== Recorded information ==

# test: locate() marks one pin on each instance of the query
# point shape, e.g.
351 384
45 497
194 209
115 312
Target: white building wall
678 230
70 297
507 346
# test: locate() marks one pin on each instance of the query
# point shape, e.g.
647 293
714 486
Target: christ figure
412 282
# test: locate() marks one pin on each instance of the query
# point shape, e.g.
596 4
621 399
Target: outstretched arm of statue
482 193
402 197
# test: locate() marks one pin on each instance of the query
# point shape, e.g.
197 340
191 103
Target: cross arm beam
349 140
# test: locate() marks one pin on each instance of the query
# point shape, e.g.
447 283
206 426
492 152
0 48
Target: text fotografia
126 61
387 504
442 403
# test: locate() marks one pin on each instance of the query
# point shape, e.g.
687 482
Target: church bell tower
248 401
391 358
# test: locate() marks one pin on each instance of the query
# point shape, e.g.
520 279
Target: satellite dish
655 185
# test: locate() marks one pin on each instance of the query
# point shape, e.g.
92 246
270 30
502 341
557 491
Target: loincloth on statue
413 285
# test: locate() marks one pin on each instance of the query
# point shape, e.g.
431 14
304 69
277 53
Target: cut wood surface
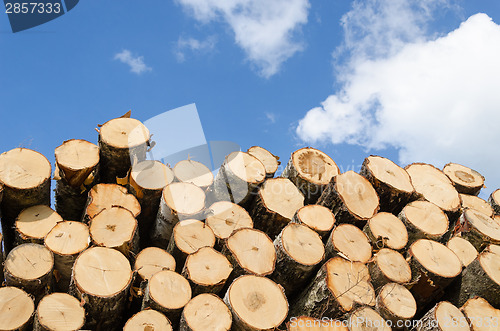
256 303
179 201
311 171
318 218
29 266
33 224
66 241
207 270
59 311
148 320
465 180
205 312
392 183
269 160
123 142
25 177
386 230
338 288
350 242
351 197
16 309
275 205
299 250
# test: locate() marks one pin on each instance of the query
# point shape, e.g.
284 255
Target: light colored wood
16 309
59 311
256 303
205 312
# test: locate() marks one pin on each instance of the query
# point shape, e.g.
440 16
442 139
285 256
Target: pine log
205 312
275 205
270 161
434 266
424 220
148 320
25 177
351 197
479 229
299 252
167 292
101 280
465 180
464 250
256 303
311 171
33 224
105 196
179 201
435 187
123 142
75 173
224 217
338 288
59 311
348 241
392 183
146 182
442 317
207 271
29 267
396 305
316 217
389 266
238 179
116 228
187 237
386 230
16 309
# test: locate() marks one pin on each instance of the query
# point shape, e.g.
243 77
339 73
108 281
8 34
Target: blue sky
281 74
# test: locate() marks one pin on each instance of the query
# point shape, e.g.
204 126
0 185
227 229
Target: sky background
413 81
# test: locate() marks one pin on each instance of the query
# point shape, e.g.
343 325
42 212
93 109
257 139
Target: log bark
25 177
16 309
179 201
207 271
392 183
205 312
316 217
275 205
66 241
299 252
465 180
33 224
238 179
29 267
386 230
59 311
256 303
75 174
167 292
101 280
338 288
351 198
146 182
123 142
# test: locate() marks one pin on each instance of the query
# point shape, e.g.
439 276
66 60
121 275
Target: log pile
136 245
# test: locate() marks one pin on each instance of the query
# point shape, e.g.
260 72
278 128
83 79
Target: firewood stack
136 245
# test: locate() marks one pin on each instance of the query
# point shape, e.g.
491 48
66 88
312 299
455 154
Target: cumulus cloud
435 99
265 30
136 63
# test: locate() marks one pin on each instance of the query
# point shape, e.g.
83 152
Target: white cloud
263 29
136 64
434 99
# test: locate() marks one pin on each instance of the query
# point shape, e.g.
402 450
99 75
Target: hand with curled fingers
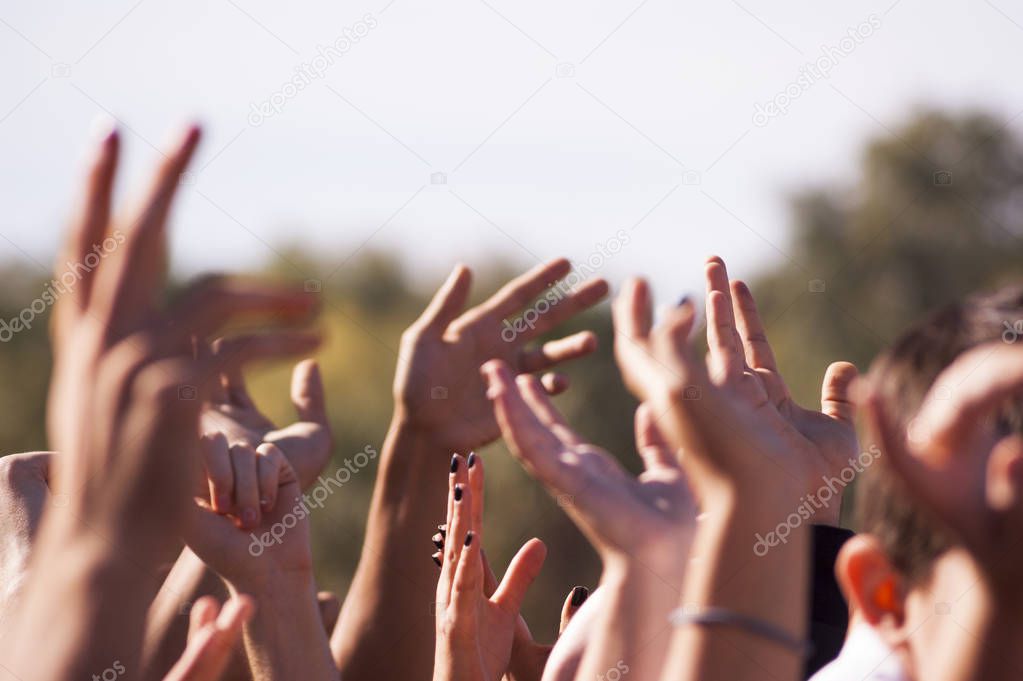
475 632
642 528
732 411
650 517
124 412
127 389
232 411
528 659
264 532
438 389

===

**Requirement**:
Repeat the data above exactly, images excluded.

**Task answer**:
# test: locate() marks one pin on each instance of the query
# point shape, e.g.
351 384
45 497
194 209
115 312
Target: white building wall
678 230
70 297
507 346
# test: locate() marks one pin on each instance of the query
# point shape, e.g.
647 293
714 486
Target: christ figure
412 282
# test: locate() marks one pin on each instance of the query
# point shape, e.g.
596 4
621 399
Target: outstretched arm of statue
482 193
402 197
# test: locate() marks one pin on each instance of the query
# point shape, e.g.
197 340
191 103
Target: cross arm beam
349 140
# test: locate() marks one pin on each instance of the query
# point shape, e.g.
447 283
206 426
492 152
0 48
Target: text fotografia
126 61
387 504
442 403
# test: locate() marks one pin on each instance of the query
# point shape, e.g.
687 482
Target: church bell tower
248 401
391 358
# test: locate() marks one pin on each instance of the query
# point shape, e.g.
520 279
Target: satellite dish
655 185
# test: locate() marks one pin on each instance of the query
# point shape, e.g.
92 246
270 30
502 341
557 491
Target: loincloth on statue
413 285
# test: locate() marks one pin on each instance of the query
# point shape, e.g.
431 14
304 69
277 53
Target: cut wood surface
256 303
179 201
311 171
318 218
29 266
33 224
66 241
207 270
59 311
148 320
465 180
205 312
392 183
269 160
123 142
25 177
386 230
338 288
350 242
351 197
16 309
275 205
299 250
# test: locate() marks one pin on each instance of the query
# point shape, e.g.
284 255
Target: light colored wood
16 309
59 311
256 303
205 312
# test: locate() marks one pin on each instance of the query
# point shape, e.g.
440 16
442 139
285 256
Target: pine log
205 312
275 205
270 161
434 266
424 220
148 320
25 177
351 197
479 229
299 252
167 292
101 280
465 180
464 250
256 303
311 171
33 224
105 196
179 201
435 187
123 142
75 173
224 217
338 288
59 311
348 241
392 183
146 182
442 317
207 271
29 267
396 305
316 217
389 266
238 179
116 228
187 237
386 230
16 309
# test: locate() marks one pin on each instance of the query
# point shape, e.g.
243 77
339 73
108 281
8 34
Target: blue sky
281 74
# test: locate() marks one pin on each instance of the query
# point shape, e.g.
204 126
0 185
227 229
Target: sky background
413 81
# test: locate() marks one pin on each instance of the query
# point shape, e.g.
343 325
42 212
93 109
257 139
Target: log bark
25 177
16 309
179 201
207 271
392 183
205 312
316 217
275 205
66 241
299 252
465 180
33 224
238 179
29 267
386 230
59 311
256 303
75 174
167 292
101 280
338 288
351 198
146 182
123 142
# test: locate() marks one pin on each instance of the query
# point shape, e.g.
439 276
66 60
121 275
Target: log pile
136 245
# test: locate() marks one pin on each instance of the query
# point shape, e.g.
260 72
278 128
83 79
Target: firewood stack
136 245
# test: locate() marks one pin on each instance of the query
# point shape, e.g.
491 48
66 88
312 299
455 154
Target: cumulus cloud
435 99
265 30
136 63
# test: locate() marks one pin on each instance of the query
# point shape, e.g.
83 152
Target: white cloud
263 29
136 64
434 99
# test: locate() marks one pin on each instance of the query
# point shape, e.g.
402 450
99 75
Target: hand with curled fingers
475 632
642 528
732 411
650 517
124 412
127 389
232 411
528 659
264 532
438 389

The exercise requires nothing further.